District in Uttar Pradesh, India

Chandauli district is a district of Uttar Pradesh state of India, and Chandauli town is the district headquarters. Chandauli district, a part of Varanasi Division, became a separate district on 20 May 1997.Chandauli district is located in south eastern Uttar Pradesh.

Pt. Deen Dayal Upadhyay Nagar, a city in the district has the busiest railway station in the North East of Uttar Pradesh. The district includes the Chandraprabha (nature) Sanctuary and a number of waterfalls, including at Devdari and Rajdari. The District contributes to Indian GDP by providing the various cereals from the district including paddy and wheat. Popularly known as the "Dhaan Ka Katora of Uttar Pradesh" ("rice bowl of Uttar Pradesh") because of fertile lands of the Gangetic Plain. Chanduali district made big contributions at the time of freedom movements. In Chanduali there is a village named Ghoswan and Khakhara which is known for the protest against the British for the freedom of India. Chandauli district has its own railway station named Chandauli Majhwar railway station near to district headquarters.

### What you should do
Can you reproduce, word for word, the part of the Chandauli district text that begins at the words "District in Uttar" and stops after "eastern Uttar Pradesh."?

### Record excerpts
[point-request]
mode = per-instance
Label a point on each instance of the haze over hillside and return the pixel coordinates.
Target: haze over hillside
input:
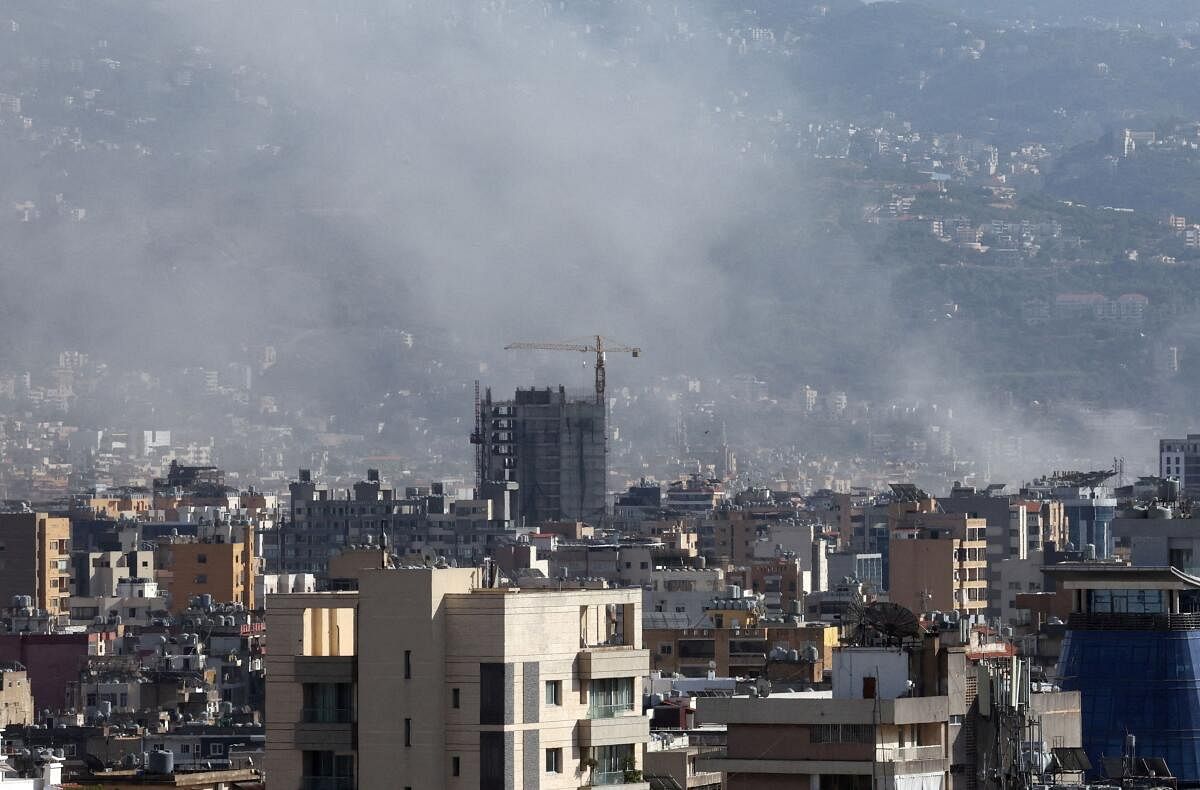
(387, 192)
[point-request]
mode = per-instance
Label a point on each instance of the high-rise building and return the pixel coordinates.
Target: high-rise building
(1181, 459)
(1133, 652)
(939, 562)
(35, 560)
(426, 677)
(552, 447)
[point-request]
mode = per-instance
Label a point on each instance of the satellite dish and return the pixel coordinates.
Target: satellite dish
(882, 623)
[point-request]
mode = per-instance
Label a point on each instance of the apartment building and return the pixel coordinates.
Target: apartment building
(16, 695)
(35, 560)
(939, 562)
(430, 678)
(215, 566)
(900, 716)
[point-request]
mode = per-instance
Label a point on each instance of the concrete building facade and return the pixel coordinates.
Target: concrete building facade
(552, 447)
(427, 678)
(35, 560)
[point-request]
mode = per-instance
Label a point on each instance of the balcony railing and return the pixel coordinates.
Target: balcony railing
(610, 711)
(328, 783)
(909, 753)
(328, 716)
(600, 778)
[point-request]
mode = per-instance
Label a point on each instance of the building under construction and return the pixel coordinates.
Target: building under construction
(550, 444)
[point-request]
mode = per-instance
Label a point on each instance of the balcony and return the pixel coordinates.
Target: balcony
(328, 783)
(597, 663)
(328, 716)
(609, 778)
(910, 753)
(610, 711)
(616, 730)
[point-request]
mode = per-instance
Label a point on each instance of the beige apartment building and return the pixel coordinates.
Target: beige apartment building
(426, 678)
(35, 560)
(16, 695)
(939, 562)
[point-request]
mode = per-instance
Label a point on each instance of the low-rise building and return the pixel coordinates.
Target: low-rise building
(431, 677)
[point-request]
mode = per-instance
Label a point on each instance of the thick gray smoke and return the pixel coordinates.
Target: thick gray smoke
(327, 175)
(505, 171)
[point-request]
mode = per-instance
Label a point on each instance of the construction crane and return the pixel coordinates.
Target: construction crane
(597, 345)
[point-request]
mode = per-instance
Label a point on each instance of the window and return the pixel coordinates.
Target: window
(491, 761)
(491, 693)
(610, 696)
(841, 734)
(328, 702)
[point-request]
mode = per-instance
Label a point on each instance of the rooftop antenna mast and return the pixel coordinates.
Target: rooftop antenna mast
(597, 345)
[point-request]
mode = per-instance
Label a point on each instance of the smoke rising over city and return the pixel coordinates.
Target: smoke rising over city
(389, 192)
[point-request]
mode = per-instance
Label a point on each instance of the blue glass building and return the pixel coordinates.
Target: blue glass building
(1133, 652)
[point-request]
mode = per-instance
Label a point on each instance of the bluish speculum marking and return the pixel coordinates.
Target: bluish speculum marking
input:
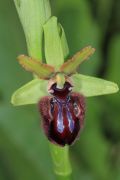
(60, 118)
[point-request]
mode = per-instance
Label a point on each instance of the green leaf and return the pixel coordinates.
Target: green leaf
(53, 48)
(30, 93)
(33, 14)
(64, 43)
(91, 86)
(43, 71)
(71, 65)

### Written answer
District in Uttar Pradesh, India

Chandauli district is a district of Uttar Pradesh state of India, and Chandauli town is the district headquarters. Chandauli district, a part of Varanasi Division, became a separate district on 20 May 1997.Chandauli district is located in south eastern Uttar Pradesh.